- [PASSAGE SHOWN]:
= Beginning of Section =

I stayed at that job for almost 7 years, and my son made it through his elementary and middle school years in the same district with kids he got to grow up with. During that time I took online classes to be a Pharmacy Technician, but the hours offered didn’t match the child care hours I had available to me. So I waited a couple years, saved up again, and took online classes for Medical Administrative Assistant. I had also moved up in the job I was already at, and was able to add some impressive things to my resume. I got to accumulate sick and vacation time, get raises, start a savings. All of these things were motivation to do better, be better, and make a better life for my son. 9 years were spent at my Uncle’s…9 years of still depending, in some form, on someone else. My rent was much cheaper than it would have been on my own somewhere else, and I didn’t have to pay for utilities, so I was getting a break in that regard. But I still had all of my other bills to pay on my own. And of course take care of my son. My Aunt stopped talking to me along the way, as well as everyone else in the family, but I am the only one that didn’t chase her. We still don’t talk to this day.

= End of Section =

- [Point-per-instance localization data]:
= Beginning of Section =

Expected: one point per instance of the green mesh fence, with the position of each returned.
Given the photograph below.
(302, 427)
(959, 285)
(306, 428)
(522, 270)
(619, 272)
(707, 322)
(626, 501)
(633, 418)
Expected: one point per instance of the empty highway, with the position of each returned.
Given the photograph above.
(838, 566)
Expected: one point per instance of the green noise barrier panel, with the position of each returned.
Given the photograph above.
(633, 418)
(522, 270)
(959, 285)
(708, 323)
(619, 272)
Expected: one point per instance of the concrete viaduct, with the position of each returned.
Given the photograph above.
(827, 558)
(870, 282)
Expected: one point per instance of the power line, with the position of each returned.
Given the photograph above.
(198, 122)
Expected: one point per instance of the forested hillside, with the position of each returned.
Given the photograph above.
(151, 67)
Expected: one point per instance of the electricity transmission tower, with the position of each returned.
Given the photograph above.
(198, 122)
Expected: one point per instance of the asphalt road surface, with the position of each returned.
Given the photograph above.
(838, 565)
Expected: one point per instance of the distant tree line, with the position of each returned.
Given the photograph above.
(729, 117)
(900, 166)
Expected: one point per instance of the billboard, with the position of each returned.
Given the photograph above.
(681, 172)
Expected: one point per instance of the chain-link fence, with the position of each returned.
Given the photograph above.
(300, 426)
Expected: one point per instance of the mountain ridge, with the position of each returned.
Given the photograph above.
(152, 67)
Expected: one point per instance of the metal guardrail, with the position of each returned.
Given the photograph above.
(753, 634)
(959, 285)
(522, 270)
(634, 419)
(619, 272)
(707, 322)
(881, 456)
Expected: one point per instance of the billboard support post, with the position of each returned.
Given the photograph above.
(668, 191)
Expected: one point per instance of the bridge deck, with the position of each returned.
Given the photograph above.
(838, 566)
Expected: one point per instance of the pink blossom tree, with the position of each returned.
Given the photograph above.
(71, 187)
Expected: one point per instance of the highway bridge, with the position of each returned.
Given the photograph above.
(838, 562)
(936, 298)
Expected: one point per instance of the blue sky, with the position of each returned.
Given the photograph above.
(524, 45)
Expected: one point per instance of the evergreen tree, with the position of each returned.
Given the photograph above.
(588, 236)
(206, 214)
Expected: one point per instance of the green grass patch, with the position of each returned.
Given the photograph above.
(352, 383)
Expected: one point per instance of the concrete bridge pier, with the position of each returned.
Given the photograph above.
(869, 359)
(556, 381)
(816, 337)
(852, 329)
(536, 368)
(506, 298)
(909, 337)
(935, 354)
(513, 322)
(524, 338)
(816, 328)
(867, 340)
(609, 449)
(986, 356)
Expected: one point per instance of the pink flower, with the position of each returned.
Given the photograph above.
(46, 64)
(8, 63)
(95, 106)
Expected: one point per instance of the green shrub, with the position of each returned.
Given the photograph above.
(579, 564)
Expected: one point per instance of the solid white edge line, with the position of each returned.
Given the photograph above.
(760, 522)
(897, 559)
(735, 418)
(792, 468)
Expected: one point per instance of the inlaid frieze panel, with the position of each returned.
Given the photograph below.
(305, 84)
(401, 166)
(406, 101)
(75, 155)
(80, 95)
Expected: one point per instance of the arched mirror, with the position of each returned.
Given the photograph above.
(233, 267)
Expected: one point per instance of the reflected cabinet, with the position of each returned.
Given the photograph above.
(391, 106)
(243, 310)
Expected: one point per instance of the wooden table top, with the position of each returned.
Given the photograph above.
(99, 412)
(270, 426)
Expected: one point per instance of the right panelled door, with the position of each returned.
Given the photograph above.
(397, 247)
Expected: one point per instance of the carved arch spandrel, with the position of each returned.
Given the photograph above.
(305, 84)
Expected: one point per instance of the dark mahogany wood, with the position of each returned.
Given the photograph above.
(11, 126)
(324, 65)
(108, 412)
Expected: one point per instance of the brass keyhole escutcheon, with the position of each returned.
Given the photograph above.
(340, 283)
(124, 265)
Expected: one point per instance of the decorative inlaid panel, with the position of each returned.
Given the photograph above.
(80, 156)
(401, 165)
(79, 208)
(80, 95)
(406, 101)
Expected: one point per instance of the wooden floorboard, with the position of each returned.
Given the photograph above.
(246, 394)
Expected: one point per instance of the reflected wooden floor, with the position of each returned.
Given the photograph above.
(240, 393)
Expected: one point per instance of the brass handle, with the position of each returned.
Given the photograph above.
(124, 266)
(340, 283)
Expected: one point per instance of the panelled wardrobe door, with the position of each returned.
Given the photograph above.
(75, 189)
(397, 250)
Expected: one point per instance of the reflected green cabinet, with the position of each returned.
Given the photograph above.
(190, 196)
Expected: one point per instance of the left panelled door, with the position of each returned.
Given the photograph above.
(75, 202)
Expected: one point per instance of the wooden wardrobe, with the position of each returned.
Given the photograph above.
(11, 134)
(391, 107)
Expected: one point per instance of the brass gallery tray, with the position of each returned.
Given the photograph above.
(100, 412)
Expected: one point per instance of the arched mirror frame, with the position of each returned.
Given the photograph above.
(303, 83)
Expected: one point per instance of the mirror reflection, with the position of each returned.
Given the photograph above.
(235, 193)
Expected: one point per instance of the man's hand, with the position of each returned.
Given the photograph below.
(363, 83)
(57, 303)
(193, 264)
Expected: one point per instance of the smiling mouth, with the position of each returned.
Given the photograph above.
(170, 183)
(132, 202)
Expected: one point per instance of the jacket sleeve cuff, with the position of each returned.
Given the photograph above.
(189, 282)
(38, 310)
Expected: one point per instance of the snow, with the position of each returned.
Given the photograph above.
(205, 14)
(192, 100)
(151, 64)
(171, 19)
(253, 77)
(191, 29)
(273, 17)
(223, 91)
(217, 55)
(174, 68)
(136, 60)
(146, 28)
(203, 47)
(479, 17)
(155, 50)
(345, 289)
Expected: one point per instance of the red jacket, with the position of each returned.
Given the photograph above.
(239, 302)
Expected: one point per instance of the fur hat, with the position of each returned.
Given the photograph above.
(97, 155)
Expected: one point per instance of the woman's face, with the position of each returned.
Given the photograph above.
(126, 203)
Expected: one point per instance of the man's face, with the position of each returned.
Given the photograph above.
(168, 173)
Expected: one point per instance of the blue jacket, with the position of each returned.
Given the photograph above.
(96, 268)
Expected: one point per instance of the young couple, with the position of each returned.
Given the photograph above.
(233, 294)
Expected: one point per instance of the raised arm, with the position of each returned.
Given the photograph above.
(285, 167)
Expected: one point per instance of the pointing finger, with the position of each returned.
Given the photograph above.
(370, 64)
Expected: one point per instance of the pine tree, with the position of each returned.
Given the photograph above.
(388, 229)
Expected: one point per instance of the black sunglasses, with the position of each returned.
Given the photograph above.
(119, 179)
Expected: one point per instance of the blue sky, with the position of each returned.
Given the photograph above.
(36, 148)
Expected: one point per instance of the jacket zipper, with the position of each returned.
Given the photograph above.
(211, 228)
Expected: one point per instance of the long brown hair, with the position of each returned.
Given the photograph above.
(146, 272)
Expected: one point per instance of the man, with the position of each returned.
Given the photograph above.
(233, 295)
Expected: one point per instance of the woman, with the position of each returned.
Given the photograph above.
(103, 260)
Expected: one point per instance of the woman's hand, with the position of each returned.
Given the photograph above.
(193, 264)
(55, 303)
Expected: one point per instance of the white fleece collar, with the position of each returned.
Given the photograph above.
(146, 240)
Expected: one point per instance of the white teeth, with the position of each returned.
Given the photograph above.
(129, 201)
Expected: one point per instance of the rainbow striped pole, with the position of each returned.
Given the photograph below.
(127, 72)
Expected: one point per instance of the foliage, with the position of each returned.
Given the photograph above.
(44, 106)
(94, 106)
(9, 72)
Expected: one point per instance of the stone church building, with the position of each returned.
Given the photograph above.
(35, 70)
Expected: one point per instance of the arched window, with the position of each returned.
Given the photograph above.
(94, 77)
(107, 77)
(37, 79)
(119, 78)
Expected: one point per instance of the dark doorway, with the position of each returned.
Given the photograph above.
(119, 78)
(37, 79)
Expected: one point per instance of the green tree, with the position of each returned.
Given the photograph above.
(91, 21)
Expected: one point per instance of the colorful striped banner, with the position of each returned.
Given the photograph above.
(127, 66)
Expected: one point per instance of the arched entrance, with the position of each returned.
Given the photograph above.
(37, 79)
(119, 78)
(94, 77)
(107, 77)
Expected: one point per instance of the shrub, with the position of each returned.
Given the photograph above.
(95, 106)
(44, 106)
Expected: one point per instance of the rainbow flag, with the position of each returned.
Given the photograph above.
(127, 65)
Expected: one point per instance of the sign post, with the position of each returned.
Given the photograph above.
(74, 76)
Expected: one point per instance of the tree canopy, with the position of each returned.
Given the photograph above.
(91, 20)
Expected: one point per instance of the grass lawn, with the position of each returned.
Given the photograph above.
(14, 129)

= End of Section =
= Beginning of Section =

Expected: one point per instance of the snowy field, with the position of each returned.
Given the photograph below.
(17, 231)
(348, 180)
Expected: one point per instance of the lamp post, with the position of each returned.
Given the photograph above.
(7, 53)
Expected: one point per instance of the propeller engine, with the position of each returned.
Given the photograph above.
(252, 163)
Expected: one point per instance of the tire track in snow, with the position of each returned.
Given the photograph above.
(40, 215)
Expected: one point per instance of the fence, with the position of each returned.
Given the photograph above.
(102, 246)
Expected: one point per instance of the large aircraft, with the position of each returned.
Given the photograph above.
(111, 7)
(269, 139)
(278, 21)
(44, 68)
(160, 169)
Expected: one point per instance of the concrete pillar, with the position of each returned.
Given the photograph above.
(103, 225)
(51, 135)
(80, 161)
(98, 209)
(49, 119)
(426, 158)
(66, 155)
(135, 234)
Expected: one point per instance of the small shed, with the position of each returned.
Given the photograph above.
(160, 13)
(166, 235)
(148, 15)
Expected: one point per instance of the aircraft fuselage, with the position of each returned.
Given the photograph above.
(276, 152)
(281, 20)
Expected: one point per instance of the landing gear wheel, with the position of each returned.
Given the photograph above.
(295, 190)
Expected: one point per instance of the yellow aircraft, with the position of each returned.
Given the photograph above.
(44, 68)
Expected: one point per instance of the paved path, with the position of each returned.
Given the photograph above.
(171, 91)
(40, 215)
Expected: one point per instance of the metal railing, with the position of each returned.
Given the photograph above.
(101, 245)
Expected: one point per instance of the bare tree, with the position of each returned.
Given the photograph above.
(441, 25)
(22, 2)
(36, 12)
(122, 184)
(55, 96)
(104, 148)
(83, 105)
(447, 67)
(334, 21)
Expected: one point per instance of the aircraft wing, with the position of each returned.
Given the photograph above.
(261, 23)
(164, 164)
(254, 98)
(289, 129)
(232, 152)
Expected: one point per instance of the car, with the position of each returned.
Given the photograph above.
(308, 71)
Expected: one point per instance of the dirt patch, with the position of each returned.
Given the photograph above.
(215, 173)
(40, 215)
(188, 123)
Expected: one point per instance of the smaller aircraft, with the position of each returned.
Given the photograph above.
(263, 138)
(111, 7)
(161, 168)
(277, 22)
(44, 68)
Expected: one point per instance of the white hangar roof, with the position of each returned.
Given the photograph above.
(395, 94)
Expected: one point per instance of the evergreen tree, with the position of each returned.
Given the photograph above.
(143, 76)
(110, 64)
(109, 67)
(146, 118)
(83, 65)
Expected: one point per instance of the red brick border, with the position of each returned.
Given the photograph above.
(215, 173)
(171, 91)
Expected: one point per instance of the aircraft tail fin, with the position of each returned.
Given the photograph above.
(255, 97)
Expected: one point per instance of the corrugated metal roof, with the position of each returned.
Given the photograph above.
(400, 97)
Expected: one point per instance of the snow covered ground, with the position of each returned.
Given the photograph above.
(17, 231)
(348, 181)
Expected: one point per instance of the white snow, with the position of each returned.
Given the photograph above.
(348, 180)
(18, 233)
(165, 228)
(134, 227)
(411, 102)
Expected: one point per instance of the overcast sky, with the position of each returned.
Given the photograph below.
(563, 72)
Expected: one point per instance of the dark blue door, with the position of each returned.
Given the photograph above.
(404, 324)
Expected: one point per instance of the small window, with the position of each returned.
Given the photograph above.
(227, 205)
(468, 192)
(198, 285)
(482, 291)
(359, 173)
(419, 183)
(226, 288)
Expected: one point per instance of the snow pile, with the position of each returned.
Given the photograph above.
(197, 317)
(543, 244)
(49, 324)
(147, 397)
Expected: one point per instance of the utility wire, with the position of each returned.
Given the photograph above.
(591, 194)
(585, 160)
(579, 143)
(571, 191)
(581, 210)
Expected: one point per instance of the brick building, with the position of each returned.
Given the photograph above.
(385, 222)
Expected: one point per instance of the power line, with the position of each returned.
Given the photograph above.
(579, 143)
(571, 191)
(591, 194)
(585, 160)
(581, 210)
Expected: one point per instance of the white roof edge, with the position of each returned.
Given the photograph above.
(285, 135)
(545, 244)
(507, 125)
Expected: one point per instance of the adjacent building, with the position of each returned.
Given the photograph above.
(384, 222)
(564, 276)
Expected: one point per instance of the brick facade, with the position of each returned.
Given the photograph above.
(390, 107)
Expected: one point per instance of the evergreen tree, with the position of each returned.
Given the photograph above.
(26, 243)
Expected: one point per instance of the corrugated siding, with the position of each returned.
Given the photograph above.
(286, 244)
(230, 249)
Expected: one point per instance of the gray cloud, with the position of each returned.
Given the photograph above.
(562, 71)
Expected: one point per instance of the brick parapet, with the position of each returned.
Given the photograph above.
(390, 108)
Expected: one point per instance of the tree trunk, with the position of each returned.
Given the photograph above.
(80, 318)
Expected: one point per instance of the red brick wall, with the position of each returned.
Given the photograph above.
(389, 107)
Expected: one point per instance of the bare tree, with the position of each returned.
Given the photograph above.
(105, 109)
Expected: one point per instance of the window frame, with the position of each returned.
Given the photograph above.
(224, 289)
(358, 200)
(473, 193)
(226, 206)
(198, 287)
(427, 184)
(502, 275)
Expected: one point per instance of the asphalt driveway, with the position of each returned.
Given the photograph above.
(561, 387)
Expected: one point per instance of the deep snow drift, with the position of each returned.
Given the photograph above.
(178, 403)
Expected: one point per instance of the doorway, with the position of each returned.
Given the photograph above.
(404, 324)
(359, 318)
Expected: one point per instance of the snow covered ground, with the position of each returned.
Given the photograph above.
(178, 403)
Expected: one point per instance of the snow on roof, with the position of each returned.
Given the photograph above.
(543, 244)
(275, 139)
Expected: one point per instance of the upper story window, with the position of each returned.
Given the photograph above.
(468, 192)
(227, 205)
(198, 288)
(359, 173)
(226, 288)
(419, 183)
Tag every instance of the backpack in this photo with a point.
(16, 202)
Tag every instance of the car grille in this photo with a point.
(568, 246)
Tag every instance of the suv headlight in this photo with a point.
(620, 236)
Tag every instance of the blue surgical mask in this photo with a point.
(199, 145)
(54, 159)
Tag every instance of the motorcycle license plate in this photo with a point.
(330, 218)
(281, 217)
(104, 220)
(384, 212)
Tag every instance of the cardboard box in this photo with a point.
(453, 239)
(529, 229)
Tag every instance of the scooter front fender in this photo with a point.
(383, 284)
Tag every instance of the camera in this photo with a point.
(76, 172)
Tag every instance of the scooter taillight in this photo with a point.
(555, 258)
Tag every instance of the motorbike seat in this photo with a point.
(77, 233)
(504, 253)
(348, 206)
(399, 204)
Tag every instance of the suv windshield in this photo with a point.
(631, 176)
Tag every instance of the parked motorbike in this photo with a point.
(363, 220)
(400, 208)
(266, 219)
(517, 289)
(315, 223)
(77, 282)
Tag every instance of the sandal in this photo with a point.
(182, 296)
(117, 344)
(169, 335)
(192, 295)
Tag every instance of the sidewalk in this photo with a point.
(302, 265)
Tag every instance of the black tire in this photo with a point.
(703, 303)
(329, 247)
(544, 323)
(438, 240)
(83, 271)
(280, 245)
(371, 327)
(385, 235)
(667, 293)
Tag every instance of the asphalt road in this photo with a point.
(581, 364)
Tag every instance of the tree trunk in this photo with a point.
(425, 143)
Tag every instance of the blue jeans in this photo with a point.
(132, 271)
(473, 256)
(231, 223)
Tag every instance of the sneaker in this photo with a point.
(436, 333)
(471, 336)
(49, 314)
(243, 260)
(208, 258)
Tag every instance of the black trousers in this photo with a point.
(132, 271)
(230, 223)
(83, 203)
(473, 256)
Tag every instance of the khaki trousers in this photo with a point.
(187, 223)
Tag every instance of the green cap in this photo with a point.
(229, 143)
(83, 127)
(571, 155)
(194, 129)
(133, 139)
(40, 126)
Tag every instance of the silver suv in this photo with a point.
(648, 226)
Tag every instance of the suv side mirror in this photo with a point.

= End of Section =
= Beginning of Section =

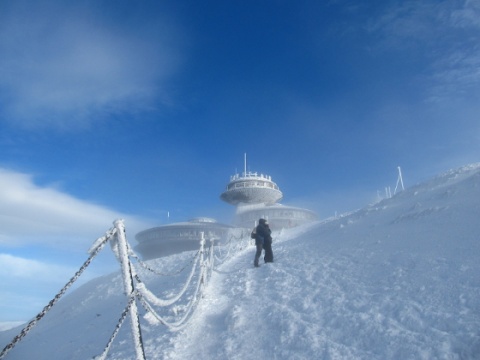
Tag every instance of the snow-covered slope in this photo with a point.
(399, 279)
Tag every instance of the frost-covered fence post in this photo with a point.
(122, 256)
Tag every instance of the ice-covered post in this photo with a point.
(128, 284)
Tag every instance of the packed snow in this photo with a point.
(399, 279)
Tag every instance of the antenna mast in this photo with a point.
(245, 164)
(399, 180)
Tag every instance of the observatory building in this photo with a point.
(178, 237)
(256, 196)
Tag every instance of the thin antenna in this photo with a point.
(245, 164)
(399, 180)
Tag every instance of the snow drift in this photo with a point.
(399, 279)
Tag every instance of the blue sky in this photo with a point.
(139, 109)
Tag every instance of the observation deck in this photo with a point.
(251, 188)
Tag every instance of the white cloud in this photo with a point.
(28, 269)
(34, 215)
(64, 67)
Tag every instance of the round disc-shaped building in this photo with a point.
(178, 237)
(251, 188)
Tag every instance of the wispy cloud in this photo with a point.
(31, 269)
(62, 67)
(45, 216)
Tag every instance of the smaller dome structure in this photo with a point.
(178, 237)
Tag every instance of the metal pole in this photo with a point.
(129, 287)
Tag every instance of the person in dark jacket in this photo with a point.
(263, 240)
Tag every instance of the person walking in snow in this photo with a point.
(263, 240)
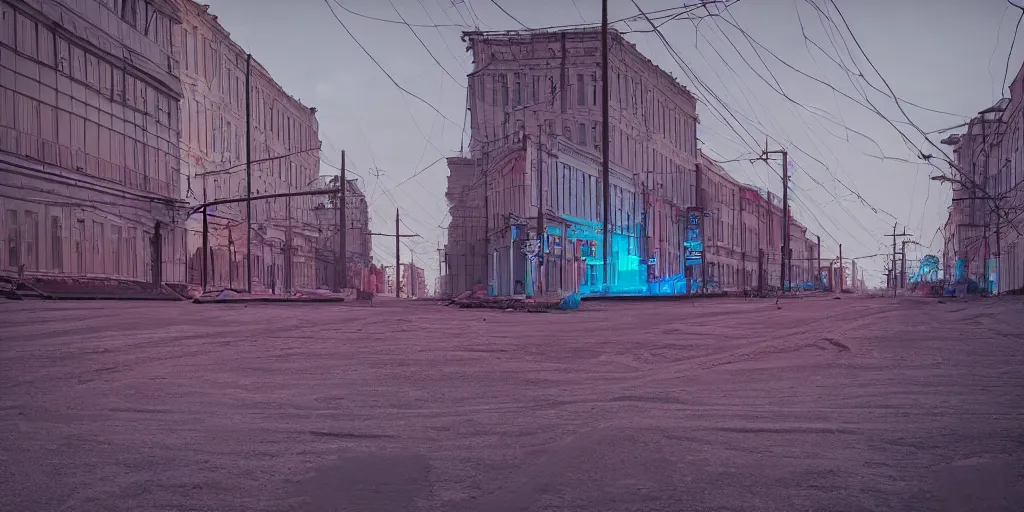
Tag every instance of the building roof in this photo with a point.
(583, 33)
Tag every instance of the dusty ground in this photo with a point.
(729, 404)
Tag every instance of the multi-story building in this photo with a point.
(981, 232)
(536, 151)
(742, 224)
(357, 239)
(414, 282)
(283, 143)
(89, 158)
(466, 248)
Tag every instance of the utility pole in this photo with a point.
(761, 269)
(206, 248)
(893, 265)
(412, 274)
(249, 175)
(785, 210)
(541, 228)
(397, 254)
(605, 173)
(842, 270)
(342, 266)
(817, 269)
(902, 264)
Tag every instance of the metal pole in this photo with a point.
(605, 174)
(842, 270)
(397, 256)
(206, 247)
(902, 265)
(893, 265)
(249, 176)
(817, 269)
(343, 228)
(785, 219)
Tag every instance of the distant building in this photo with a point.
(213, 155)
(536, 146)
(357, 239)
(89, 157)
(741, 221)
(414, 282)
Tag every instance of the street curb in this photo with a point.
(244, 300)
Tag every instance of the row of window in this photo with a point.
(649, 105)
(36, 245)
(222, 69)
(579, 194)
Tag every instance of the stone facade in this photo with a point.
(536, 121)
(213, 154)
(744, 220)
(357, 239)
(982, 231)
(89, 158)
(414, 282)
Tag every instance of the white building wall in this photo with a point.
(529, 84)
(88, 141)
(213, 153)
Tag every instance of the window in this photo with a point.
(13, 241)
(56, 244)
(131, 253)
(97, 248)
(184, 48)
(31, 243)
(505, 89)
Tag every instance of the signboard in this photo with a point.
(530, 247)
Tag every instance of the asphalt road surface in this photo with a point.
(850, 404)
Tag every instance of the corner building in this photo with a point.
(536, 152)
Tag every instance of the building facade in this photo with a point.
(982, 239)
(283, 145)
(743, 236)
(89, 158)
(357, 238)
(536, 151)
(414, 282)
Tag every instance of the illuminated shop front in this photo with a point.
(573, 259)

= End of Section =

- [WHAT TO DO]:
According to the passage, how many years did the writer spend living at the Uncle's place? The records were drawn from a separate source and have no connection to the passage.

- [ANSWER BOX]:
9 years.